→ **PASSAGE TO READ**
Is it possible to find cures for 100 rare diseases in a decade or less? Yes, says Blake Borgeson, CTO of Recursion Pharmaceuticals. The company is making a big bet on the power of machine learning to speed discovery, and the bet seems to be paying off.
Borgeson took us inside the company's ongoing work to use machine learning and data visualizations to develop new drugs fast. He also explained how open source software helps his team achieve those goals.
The Enterprisers Project (TEP): Recursion Pharmaceutical is built on the idea that machine learning can accelerate the process of drug discovery. How does this work?
Borgeson: The entire field of drug discovery is built around a premise that you need hundreds of scientists spending millions of dollars over many years, focused on ways of finding potential treatments for a single disease. Recursion has built a platform combining tons of biology experiments captured rapidly and cheaply via imaging, plus machine learning to extract information and make decisions based on tens of millions of images, to find treatments for many diseases in parallel.
We've specifically adopted an open source visualization framework that operates on a Python platform. That makes it easy for our biologists to identify genetic disease markers and assess drug efficacy when visualizing cell data, allowing for faster time-to-value for pharmaceutical companies.
Our data scientists are responsible for evaluating hundreds of genetic diseases, ranging from one evaluation per month to thousands. By using this visualization tool, they are able to stitch together multiple cell images into a plate heatmap. This allows biologists to intuitively zero in on anomalies and see detailed data for both diseased and healthy cell layers. Biologists are then able to easily discern between disease phenotypes and experimental artifacts. With direct access to data and images, biologists can introduce changes to the experiment and see how diseases react.

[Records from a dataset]
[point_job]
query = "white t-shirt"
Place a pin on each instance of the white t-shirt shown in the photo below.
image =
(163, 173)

...

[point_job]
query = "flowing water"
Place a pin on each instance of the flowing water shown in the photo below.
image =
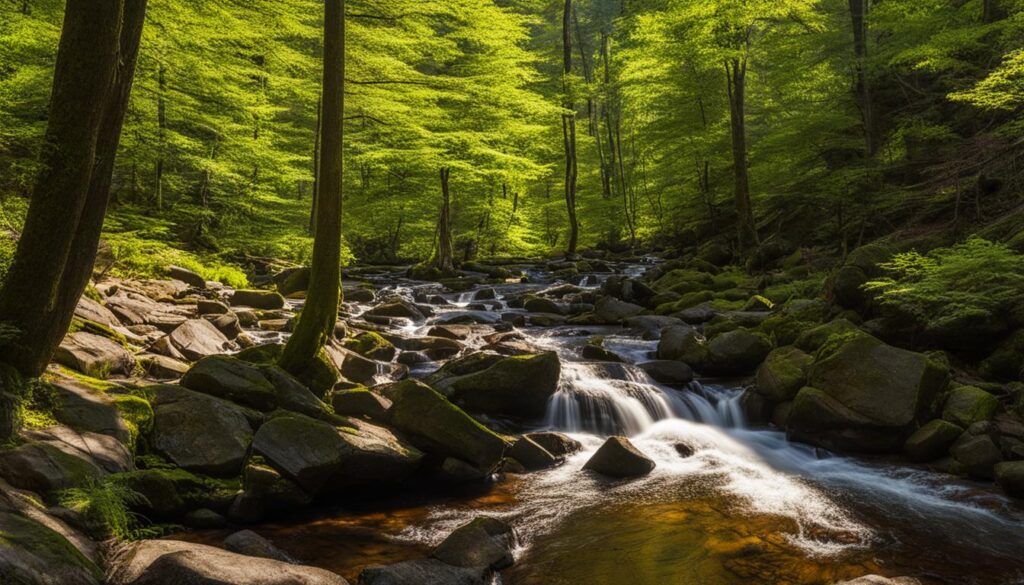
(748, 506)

→ **WHAT TO WORK ON**
Answer these questions from the interview about Recursion Pharmaceuticals:
1. What position does Blake Borgeson hold at the company?
2. On what platform does the open source visualization framework the company adopted operate?
3. Into what do the data scientists stitch multiple cell images with the visualization tool?

→ **RESULT OF THIS EXERCISE**
1. He is the CTO of Recursion Pharmaceuticals.
2. A Python platform.
3. A plate heatmap.